> [Written tasks]
A. In the Haskell scene graph thread, what two kinds of nodes does the asker want the scene graph to consist of?
B. Continue the Haskell scene graph thread, picking up right after its last line.

##### Selection #####

I want to implement a simple SceneGraph in Haskell using Data.Tree consisting of Transform and Shape nodes. In a SceneGraph the spatial transformation is accumulated while traversing and applied to the shape for rendering.

type Transform = Vector2 Double
data Shape     = Circle Double | Square Double
data SceneNode = XFormNode Transform | ShapeNode Shape

Say we have a scene with an object which is moved to the right and consisting of a Square at bottom and a Circle on top

^
|
|  ()
|  []
0----->

I came up with this tree definition:

let tree = Node (XFormNode (vector2 10 0))
                [Node (ShapeNode (Square 10)) []
                ,Node (XFormNode (vector2 0 10))
                      [Node (ShapeNode (Circle 10)) []]
                ]

The rendering would be something like this:

render :: Position2 -> Shape -> IO ()
render p (Circle r) = drawCircle p r
render p (Square a) = drawSquare p a

My questions are:

1) How do you define a traverse function, which accumulates the transformation and calls the render tasks?

2) How do you avoid making the traverse IO?

3) Is there a shorter version to define this tree? All but the first Node definition and all empty subForests are actually superfluous.

Thank you!

+1  A: 

I like to represent trees as monadic lists with an underlying list monad. if this sentence is confusing, just look at the code:

import Control.Applicative (liftA2)
import Control.Monad.ListT (ListT) -- "List" in hackage
import Data.List.Class (cons, joinL, lastL, scanl) -- "List" in hackage
import Data.Monoid (mempty)
import Data.Tensor (Vector2 (..)) -- "Tensor" in hackage
import Prelude hiding (scanl)

type Transform = Vector2 Double
data Shape     = Circle Double | Square Double deriving Show
data SceneNode = XFormNode Transform | ShapeNode Shape deriving Show

tree :: ListT [] SceneNode
tree
    = cons (XFormNode (Vector2 10 0))
    $ joinL
        [ cons (ShapeNode (Square 10)) mempty
        , cons (XFormNode (Vector2 0 10)) $ cons (ShapeNode (Circle 10)) mempty
        ]

traverseStep :: (Transform, SceneNode) -> SceneNode -> (Transform, SceneNode)
traverseStep (ta, _) n@(XFormNode tb) = (liftA2 (+) ta tb, n)
traverseStep (t, _) n = (t, n)

ghci> lastL $ scanl traverseStep (Vector2 0 0, XFormNode (Vector2 0 0)) tree
[ (Vector2 10.0 0.0,  ShapeNode (Square 10.0))

##### Listed entries #####

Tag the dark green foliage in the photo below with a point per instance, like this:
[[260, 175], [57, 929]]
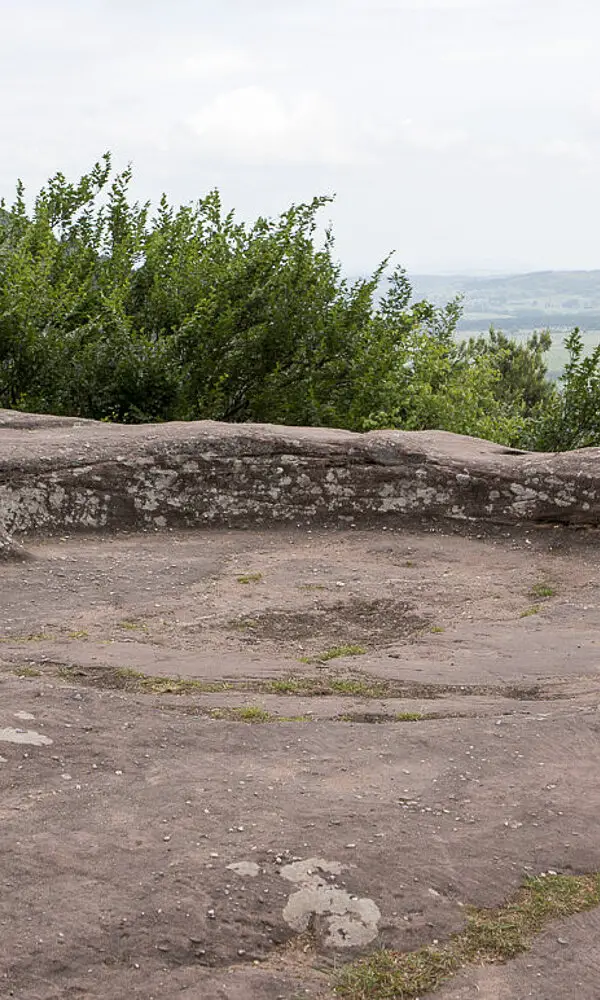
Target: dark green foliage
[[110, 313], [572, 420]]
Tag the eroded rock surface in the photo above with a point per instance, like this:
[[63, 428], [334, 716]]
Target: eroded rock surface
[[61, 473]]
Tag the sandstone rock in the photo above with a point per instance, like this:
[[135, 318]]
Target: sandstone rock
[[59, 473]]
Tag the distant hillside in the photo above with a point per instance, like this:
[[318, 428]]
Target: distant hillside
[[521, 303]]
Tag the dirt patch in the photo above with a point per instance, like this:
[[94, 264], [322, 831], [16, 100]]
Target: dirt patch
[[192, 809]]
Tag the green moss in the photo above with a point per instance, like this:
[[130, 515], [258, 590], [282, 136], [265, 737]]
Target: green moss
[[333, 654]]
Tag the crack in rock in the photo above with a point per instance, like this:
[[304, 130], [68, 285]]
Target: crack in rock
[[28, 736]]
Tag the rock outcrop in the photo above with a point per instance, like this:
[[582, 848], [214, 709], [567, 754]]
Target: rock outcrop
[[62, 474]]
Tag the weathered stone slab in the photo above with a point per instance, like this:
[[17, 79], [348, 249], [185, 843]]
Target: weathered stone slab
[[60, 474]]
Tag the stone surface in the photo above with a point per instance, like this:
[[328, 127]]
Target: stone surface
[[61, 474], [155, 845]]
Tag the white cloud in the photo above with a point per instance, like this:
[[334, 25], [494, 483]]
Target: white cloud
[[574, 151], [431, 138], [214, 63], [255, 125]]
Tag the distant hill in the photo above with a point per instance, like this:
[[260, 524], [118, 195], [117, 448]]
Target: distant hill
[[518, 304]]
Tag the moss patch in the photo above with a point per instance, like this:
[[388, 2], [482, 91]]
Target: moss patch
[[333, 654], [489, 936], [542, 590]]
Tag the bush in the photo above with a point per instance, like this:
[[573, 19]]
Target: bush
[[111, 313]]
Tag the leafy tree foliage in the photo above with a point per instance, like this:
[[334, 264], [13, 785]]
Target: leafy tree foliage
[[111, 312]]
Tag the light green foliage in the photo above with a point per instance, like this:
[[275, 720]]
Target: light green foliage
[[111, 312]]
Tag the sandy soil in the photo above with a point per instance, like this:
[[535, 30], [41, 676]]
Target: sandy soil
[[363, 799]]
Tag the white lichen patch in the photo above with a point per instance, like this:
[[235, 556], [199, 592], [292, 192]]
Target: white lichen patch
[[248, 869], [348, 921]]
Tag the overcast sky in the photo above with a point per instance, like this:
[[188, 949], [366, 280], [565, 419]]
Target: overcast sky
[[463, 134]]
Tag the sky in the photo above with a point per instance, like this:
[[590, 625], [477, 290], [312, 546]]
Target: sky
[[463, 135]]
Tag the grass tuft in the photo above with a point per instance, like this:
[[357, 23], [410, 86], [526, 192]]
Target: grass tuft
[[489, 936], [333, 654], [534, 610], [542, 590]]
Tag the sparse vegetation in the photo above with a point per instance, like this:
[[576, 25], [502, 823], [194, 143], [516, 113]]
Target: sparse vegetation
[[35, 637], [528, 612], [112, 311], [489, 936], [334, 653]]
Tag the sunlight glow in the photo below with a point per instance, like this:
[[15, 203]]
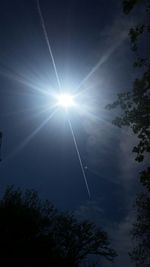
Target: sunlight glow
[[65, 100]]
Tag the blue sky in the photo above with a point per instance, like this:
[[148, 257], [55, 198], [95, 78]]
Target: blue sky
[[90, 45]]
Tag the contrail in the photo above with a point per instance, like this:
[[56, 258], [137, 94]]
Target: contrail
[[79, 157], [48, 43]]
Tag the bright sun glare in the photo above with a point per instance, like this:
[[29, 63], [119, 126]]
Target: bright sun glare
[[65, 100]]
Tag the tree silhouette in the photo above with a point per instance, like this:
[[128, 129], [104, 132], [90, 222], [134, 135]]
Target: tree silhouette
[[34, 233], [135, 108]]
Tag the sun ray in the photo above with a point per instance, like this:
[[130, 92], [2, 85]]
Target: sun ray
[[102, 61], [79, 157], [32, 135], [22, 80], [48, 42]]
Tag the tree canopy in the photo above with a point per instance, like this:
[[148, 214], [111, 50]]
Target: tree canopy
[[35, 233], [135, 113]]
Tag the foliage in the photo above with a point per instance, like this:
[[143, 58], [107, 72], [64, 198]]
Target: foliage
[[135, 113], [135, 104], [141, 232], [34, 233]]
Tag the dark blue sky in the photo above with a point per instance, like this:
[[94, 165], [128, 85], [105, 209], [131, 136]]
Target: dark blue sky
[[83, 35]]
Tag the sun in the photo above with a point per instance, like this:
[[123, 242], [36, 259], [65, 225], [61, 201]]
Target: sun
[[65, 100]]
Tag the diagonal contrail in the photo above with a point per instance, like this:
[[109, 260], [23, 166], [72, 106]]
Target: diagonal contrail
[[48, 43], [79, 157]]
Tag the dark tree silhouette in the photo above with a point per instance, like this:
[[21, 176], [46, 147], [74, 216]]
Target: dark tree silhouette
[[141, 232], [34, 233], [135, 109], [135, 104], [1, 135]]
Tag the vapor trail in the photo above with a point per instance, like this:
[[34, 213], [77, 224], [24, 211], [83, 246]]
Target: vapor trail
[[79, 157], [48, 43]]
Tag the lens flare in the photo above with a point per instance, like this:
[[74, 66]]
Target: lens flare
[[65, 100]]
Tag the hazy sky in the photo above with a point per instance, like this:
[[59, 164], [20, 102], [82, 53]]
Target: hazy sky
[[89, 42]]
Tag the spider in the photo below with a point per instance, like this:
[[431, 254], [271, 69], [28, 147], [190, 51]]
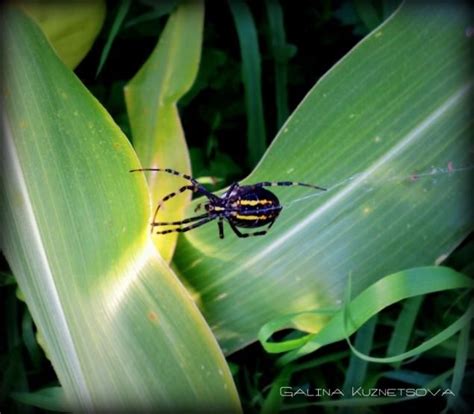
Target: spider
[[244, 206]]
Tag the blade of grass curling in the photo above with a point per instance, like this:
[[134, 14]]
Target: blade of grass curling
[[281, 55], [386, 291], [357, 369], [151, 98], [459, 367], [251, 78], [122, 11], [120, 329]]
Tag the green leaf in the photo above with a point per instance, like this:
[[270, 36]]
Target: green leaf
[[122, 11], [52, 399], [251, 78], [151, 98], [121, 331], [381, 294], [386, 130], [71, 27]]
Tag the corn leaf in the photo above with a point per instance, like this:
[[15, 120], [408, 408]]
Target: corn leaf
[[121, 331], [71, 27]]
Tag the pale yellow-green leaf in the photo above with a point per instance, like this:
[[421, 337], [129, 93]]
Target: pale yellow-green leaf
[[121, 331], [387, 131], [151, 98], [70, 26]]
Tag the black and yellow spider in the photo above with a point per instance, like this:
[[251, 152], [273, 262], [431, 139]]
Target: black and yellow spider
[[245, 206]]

#####

> [Results of the tasks]
A. Transform nodes and Shape nodes.

B.
, (Vector2 10.0 10.0, ShapeNode (Circle 10.0))
]

These trees differ from those in Data.Tree in that:

  • You can use the existing functions for monads and lists (like scanl) for these.

  • They can be monadic

  • Leafs and nodes with 0 children are different things. This might make sense in some situations (for example to differentiate an empty directory from a file)
    • cons x mempty is a leaf, and cons x (joinL []) is a node with 0 children.
yairchu
+1  A: 

Paradoxically, Data.Tree is not used very often in Haskell because defining a custom tree type is so easy. In your case, I would implement the scene graph (tree) as follows:

type Transform = Vector2 Double
data Shape     = Circle Double | Square Double
data Scene     = Transform Transform [Scene] | Shape Shape

Your example becomes

example :: Scene
example = Transform (vector2 10 0)
                    [ Shape (Square 10)
                    , Transform (vector2 0 10) [Shape (Circle 10)]
                    ]

This answers point 3.

To traverse the tree, use recursion:

render :: Position2 -> Scene -> IO ()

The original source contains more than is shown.